# Excerpted passage:
But what else are they going to do?

“That’s all we did our whole lifetime is fish. I got a sign I’d put on my wife’s car — ‘Born to fish, forced to work,’ but who the hell’s gonna hire me? I’m 64 years old,” Juliussen said.

Juliussen lost one son in a fire years ago. His other son, Michael Juliussen Jr., has a job on the North Slope and takes 30 days off in July to come help the family fish. This year he went back to work early because of the fishing closure. Next year, if things don’t look up, he might as well not come back at all, Juliussen said. The family picked up a teenager to work this summer, who gave up a job at McDonalds to fish, but they couldn’t pay to keep him around without any openings. That left just Juliussen’s son-in-law, Tim Fitzpatrick, to do the brunt of the work.

Juliussen hoped this would be the year to get the fourth generation of the family — his

Fitzpatrick’s daughter, Aaliyah, tags along with her dad while he picks fish out of the net.

6-year-old granddaughter Aaliyah Fitzpatrick — interested in fishing. She tagged along behind her dad Monday, her pink outfit and matching pink camouflage boots providing a cheery splash of color on an otherwise dreary, monochromatic beach, devoid, as it was, of mounds of flopping flashes of silver fish. Juliussen even bought a pair of kid-sized hip waders for her to wear.

“I was happy to get them for her, but then she didn’t even get to use them,” he said. “I was hoping there was a future for my family, you know, but I don’t know. I don’t know what’s going to happen next year, but there’s got to be some changes, I know that. This ain’t right,” he said.

# Directions:
In the passage about the fishing family, restate the part that opens with the words "Juliussen lost one" and closes with "of the work.", swapping "teenager" for "high school student".

# Source material:
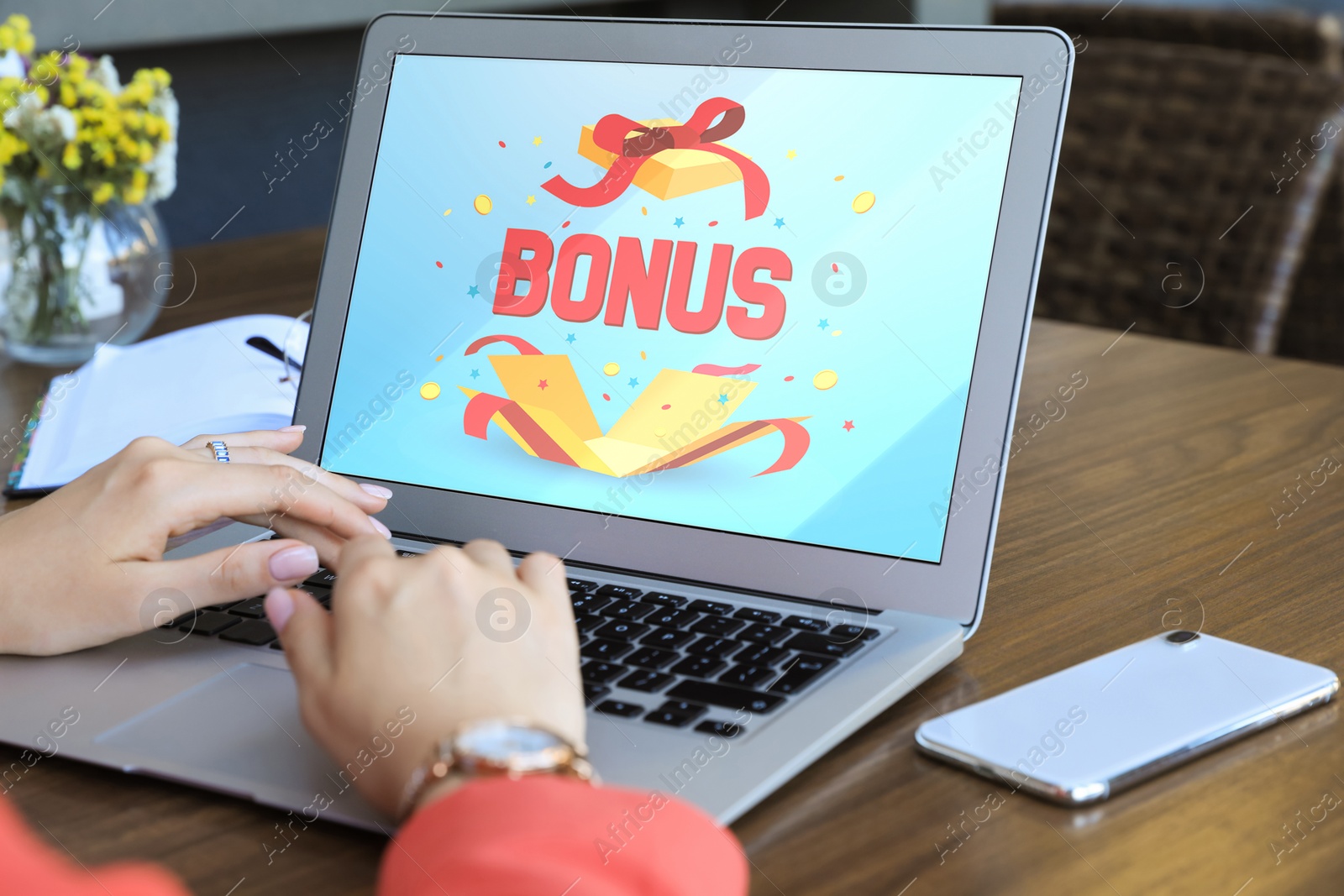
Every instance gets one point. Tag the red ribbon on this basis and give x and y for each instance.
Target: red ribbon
(699, 132)
(517, 342)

# Full answer:
Juliussen lost one son in a fire years ago. His other son, Michael Juliussen Jr., has a job on the North Slope and takes 30 days off in July to come help the family fish. This year he went back to work early because of the fishing closure. Next year, if things don’t look up, he might as well not come back at all, Juliussen said. The family picked up a high school student to work this summer, who gave up a job at McDonalds to fish, but they couldn’t pay to keep him around without any openings. That left just Juliussen’s son-in-law, Tim Fitzpatrick, to do the brunt of the work.